═══ TEXT EXTRACT ═══

The media celebrate the "homecoming after 160 years". The work was stolen in 1860, after the destruction of the Yuanmingyuan by the Anglo-French troops. For the Chinese Communist Party, the theft of sculptures is a symbol of the "century of humiliation". The bronze horse head was donated to China by tycoon Stanley Ho. Two Jesuits, Castiglione and Benoist, were among the architects and decorators of the Yuanmingyuan.

Beijing (AsiaNews) - A ceremony and an exhibition today at the Summer Palace are part of celebrations organized by the Beijing authorities to mark the return of a bronze horse's head which had been part of the decorations of the ancient Summer Palace (Yuanmingyuan), before it was destroyed by Anglo-French forces in 1860.

The horse's head was part of a gigantic water clock decorated with the heads of the 12 animals of the Chinese zodiac. When the Yuanmingyuan was invaded and destroyed at the end of the second opium war (1856-1860), the sculptures were stolen and taken abroad. The Chinese government has so far managed to bring back seven of them; the whereabouts of the remaining five is still unknown (dog, rooster, dragon, sheep and snake). The Chinese media strongly emphasize this "homecoming after 160 years" of the work of art.

═══ ENTRIES ═══

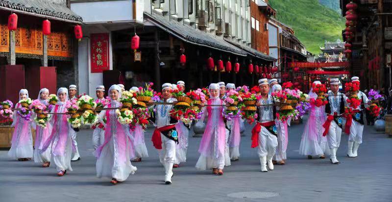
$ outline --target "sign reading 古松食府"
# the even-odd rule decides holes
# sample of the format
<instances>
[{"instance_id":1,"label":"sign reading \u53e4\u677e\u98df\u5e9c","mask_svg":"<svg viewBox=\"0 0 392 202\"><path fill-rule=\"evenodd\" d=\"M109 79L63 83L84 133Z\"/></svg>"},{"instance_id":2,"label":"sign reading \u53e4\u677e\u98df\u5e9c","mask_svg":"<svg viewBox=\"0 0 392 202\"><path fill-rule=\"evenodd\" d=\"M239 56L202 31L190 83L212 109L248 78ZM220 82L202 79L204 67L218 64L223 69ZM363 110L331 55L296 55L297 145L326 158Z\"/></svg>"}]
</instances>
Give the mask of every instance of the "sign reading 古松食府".
<instances>
[{"instance_id":1,"label":"sign reading \u53e4\u677e\u98df\u5e9c","mask_svg":"<svg viewBox=\"0 0 392 202\"><path fill-rule=\"evenodd\" d=\"M109 70L109 34L91 34L91 72Z\"/></svg>"}]
</instances>

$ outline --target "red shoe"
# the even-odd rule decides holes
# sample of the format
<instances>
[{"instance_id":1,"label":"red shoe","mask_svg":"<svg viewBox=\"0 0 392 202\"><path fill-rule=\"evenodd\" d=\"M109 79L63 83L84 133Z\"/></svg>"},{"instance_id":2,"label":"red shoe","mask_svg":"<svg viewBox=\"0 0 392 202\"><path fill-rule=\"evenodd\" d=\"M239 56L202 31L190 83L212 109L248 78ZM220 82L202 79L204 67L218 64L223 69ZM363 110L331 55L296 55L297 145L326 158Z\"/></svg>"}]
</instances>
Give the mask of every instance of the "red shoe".
<instances>
[{"instance_id":1,"label":"red shoe","mask_svg":"<svg viewBox=\"0 0 392 202\"><path fill-rule=\"evenodd\" d=\"M117 180L115 179L114 178L112 178L112 180L110 181L110 183L113 184L113 185L115 185L116 184L117 184L117 183L118 183L118 182L119 181L117 181Z\"/></svg>"},{"instance_id":2,"label":"red shoe","mask_svg":"<svg viewBox=\"0 0 392 202\"><path fill-rule=\"evenodd\" d=\"M65 171L59 171L58 173L57 173L57 176L58 176L58 177L62 177L62 176L63 176L65 174Z\"/></svg>"}]
</instances>

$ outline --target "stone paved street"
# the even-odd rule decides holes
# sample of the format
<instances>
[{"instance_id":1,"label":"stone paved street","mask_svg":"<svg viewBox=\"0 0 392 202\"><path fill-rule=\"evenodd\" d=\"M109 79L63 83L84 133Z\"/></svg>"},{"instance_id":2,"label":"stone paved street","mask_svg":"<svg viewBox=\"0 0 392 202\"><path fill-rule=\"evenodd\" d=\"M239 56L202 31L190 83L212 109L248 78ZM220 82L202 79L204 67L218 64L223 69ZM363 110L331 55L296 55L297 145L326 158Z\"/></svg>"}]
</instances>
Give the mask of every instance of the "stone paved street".
<instances>
[{"instance_id":1,"label":"stone paved street","mask_svg":"<svg viewBox=\"0 0 392 202\"><path fill-rule=\"evenodd\" d=\"M222 176L195 168L200 138L190 137L187 162L174 170L171 185L163 182L164 169L149 140L151 130L146 137L150 157L134 163L135 175L116 186L96 177L92 131L82 130L78 134L82 159L73 162L74 171L63 177L57 177L53 167L11 159L7 151L0 151L0 201L392 201L392 138L367 126L359 156L351 158L345 157L344 135L338 151L341 163L333 165L328 158L309 160L298 155L304 126L290 128L287 164L268 173L260 172L256 151L250 147L249 126L242 137L240 160L225 168ZM239 193L244 192L249 192ZM251 198L267 196L270 197Z\"/></svg>"}]
</instances>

═══

## EXERCISE AIM
Continue the article about the bronze horse head's return to Beijing from the last paragraph shown.

## OUTPUT OF THE EXERCISE
The Communist Party of China has always described the theft of sculptures as a symbol of the "century of humiliation" suffered by China at the hands of foreign powers, which began with the First Opium War (1839-1842) and ended with the founding of the Republic Chinese People in 1949.

Yuanmingyuan was a very large complex of buildings and gardens in the Haidian area. The Jesuits Giuseppe Castiglione (1688-1766) and Michel Benoist (1715-1774) contributed to its realization.

The bronze horse that is celebrated today was donated in 2019 by Stanley Ho, the Macau casino tycoon, who died last May. He had purchased the artefact from a Sotheby's auction in 2007 for 8.9 million US dollars.